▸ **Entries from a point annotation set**
○ ○ ○

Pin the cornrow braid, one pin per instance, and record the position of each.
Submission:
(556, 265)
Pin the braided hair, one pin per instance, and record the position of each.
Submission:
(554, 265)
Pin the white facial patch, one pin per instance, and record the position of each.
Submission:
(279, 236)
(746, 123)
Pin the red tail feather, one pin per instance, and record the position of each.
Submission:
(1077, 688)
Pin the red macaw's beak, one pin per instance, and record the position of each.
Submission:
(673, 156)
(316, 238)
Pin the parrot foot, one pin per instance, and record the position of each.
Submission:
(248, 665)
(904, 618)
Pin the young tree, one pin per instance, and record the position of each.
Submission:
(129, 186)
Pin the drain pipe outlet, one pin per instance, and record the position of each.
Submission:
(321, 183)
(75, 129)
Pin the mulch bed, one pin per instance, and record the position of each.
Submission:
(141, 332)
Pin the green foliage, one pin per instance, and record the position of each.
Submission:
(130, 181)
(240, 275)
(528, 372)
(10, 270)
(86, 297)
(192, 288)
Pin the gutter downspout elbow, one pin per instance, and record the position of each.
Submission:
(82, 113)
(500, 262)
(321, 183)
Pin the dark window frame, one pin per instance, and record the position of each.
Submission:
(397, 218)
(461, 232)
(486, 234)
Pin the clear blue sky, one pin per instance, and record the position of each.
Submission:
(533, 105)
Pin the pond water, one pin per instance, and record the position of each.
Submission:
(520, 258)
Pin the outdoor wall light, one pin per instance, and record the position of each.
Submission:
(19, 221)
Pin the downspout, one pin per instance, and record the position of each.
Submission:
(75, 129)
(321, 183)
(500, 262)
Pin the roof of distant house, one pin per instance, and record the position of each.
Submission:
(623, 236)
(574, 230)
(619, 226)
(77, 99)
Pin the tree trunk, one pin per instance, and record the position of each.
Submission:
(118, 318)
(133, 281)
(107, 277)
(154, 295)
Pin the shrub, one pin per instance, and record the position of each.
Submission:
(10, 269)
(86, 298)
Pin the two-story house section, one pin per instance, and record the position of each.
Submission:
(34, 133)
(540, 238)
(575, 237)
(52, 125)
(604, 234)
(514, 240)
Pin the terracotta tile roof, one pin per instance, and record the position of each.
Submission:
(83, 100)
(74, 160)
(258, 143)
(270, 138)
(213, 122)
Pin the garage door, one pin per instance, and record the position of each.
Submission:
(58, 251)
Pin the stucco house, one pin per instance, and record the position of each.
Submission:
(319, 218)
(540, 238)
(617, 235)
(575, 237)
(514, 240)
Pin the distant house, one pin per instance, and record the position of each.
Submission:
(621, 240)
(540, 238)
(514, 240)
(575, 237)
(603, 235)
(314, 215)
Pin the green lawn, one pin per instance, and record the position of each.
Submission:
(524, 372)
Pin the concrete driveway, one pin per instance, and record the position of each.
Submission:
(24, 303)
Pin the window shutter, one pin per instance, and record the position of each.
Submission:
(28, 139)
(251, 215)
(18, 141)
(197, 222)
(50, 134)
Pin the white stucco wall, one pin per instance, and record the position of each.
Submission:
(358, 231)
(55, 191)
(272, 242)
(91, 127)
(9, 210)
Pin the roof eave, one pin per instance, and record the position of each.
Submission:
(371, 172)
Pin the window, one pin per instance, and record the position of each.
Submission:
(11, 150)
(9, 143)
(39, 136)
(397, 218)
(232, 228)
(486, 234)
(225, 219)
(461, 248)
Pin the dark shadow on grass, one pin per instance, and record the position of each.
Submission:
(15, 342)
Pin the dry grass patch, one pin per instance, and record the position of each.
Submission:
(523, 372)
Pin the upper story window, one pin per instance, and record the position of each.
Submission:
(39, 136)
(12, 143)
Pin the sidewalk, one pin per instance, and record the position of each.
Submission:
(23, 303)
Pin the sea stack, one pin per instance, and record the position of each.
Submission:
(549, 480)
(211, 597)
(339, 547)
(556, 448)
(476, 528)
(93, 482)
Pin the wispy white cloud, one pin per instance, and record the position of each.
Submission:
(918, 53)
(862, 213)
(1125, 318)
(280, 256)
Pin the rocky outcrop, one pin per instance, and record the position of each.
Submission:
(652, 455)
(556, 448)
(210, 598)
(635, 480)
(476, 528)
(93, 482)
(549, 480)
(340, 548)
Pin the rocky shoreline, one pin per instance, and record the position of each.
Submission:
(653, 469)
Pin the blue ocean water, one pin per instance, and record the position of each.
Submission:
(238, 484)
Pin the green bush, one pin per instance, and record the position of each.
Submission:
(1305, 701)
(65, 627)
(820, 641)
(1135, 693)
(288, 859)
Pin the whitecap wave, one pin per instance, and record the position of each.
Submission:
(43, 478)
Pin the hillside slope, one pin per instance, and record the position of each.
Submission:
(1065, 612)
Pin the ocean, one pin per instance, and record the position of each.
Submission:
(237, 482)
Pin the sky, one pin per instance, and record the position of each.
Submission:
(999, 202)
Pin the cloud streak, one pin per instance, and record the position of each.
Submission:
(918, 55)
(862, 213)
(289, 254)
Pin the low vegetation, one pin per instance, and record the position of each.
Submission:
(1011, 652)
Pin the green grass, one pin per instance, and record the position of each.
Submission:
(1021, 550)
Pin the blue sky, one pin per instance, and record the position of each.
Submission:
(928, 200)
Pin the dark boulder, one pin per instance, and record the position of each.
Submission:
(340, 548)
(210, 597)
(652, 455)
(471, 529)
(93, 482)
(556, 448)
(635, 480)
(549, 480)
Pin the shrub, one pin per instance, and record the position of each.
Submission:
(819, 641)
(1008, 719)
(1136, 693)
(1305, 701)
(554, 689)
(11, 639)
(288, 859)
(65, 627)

○ ○ ○

▸ **EXERCISE AIM**
Reproduce all of the entries above word for word, changing nothing.

▸ **TASK OUTPUT**
Pin the cornrow braid, one pin per instance, and record the position of each.
Submission:
(556, 265)
Pin the braided hair, one pin per instance, and record the position of each.
Submission:
(554, 265)
Pin the white facial patch, one pin per instance, and record the position of each.
Submission:
(279, 236)
(746, 123)
Pin the red tail feather, one pin per instance, and record the position of each.
Submission:
(1077, 688)
Pin the red macaw's beak, one pin per instance, and record the position of each.
Submission:
(673, 156)
(316, 238)
Pin the parrot foot, one pin per instance, and record the position of each.
Submission:
(248, 665)
(904, 618)
Pin the young tree, one pin per instance, and record the position of each.
Submission:
(129, 186)
Pin the drain pipe outlet, one pin per instance, and record the position of each.
Submission:
(321, 183)
(75, 129)
Pin the mulch bed, one pin per instance, and record the position of each.
Submission:
(141, 332)
Pin the green foliage, one pin per instance, and record the position of each.
Submission:
(130, 181)
(240, 275)
(528, 372)
(10, 270)
(86, 297)
(192, 288)
Pin the gutter downspout elbow, one pin per instance, and record the position of each.
Submission:
(82, 113)
(500, 262)
(321, 183)
Pin the dark window frame, one pin per instance, and record the position of each.
Submission:
(397, 218)
(461, 232)
(486, 234)
Pin the clear blue sky, one pin per instance, and record the position of each.
Submission:
(533, 105)
Pin the pond water, one pin per instance, and record the position of each.
Submission:
(520, 258)
Pin the outdoor wall light, one pin per instance, and record the position of each.
Submission:
(19, 221)
Pin the downspout, one pin per instance, and record the position of each.
Submission:
(75, 129)
(321, 183)
(500, 262)
Pin the roof of distant house, one pin per instance, and record the position of each.
Submission:
(623, 236)
(574, 230)
(619, 226)
(77, 99)
Pin the tree trunk, one pin per instance, and record the position of each.
Submission:
(118, 318)
(133, 281)
(107, 277)
(154, 295)
Pin the shrub, one pin per instance, and record the position of each.
Submission:
(10, 269)
(86, 298)
Pin the two-story house section, one pin per instance, and record the position of each.
Submission:
(34, 133)
(540, 238)
(575, 237)
(52, 125)
(604, 234)
(514, 240)
Pin the terracotta tile roof, one pin per instance, and record the position of each.
Submission:
(83, 100)
(74, 160)
(258, 143)
(270, 138)
(213, 122)
Pin the garage door, one pin per instance, and record the position of each.
Submission:
(58, 251)
Pin the stucco house, one pin per instance, and record the position of each.
Submission:
(319, 218)
(540, 238)
(617, 235)
(575, 237)
(514, 240)
Pin the distant house, one pin per instance, and record the position of each.
Submission:
(621, 240)
(540, 238)
(514, 240)
(575, 237)
(603, 235)
(314, 215)
Pin the green lawn, one pin per instance, and record the position of each.
Submission:
(524, 372)
Pin the concrete driveway, one pin per instance, and record the position of each.
Submission:
(24, 303)
Pin the window shutter, one pin per instance, and record the position of each.
Submission:
(28, 139)
(251, 215)
(18, 141)
(197, 222)
(50, 134)
Pin the white stucco wall, one pin per instance, and record the position of each.
Submission:
(358, 231)
(55, 191)
(272, 242)
(91, 127)
(9, 210)
Pin the roof eave, one pin per instance, and record the position of each.
Submission:
(371, 172)
Pin the window, one pin per instance, and record the position of each.
Submission:
(11, 150)
(9, 143)
(39, 136)
(397, 218)
(232, 228)
(486, 234)
(225, 219)
(461, 248)
Pin the dark shadow on grass, one pin per instance, and record the position of each.
Submission:
(15, 342)
Pin the dry grass patch, one pin per instance, and record the position of each.
Submission:
(523, 372)
Pin the upper story window, one pin per instance, and record the position of each.
Submission:
(39, 136)
(12, 143)
Pin the sidewalk, one pin per instance, and record the position of each.
Submission:
(23, 303)
Pin the sea stack, one pin per instance, and record the position of each.
Submission:
(549, 480)
(211, 597)
(339, 547)
(556, 448)
(476, 528)
(93, 482)
Pin the wispy white cloud, one pin per instance, and record the position of each.
Submission:
(918, 53)
(862, 213)
(1125, 318)
(280, 256)
Pin the rocky outcrop, one pin per instance, and record the position of each.
Submission:
(652, 455)
(556, 448)
(210, 598)
(635, 480)
(476, 528)
(93, 482)
(549, 480)
(340, 548)
Pin the rocky shoreline, one pin per instance, and record the position of each.
Submission:
(653, 469)
Pin the blue ocean water, one pin per instance, and record the position of each.
Submission:
(238, 484)
Pin the green bush, one pin per instance, and record the position of each.
Submission:
(1305, 701)
(65, 627)
(820, 641)
(1135, 693)
(288, 859)
Pin the whitecap wave, one pin per instance, and record the position of each.
Submission:
(43, 478)
Pin the hillside slope, one pin per instance, and record the position of each.
Submission:
(1065, 612)
Pin the ocean, one pin per instance, and record the position of each.
Submission:
(237, 482)
Pin the sky, one pin per instance, and record the position of each.
Submission:
(999, 202)
Pin the cloud streak, one pin per instance, and record the position of each.
Submission:
(918, 55)
(862, 213)
(289, 254)
Pin the low vegetation, one pin per instance, and record the position of each.
Submission:
(1011, 652)
Pin the green grass, one pin per instance, and record the position of each.
Submission:
(1021, 550)
Pin the blue sky, one pin per instance, and record the position of each.
Submission:
(928, 200)
Pin the dark boulder, one pin per instance, and record the position of each.
Submission:
(340, 548)
(210, 597)
(652, 455)
(471, 529)
(93, 482)
(556, 448)
(635, 480)
(549, 480)
Pin the shrub, one pin per instance, and record the position of each.
Submission:
(819, 641)
(1008, 719)
(1136, 693)
(1305, 701)
(554, 689)
(11, 639)
(288, 859)
(65, 627)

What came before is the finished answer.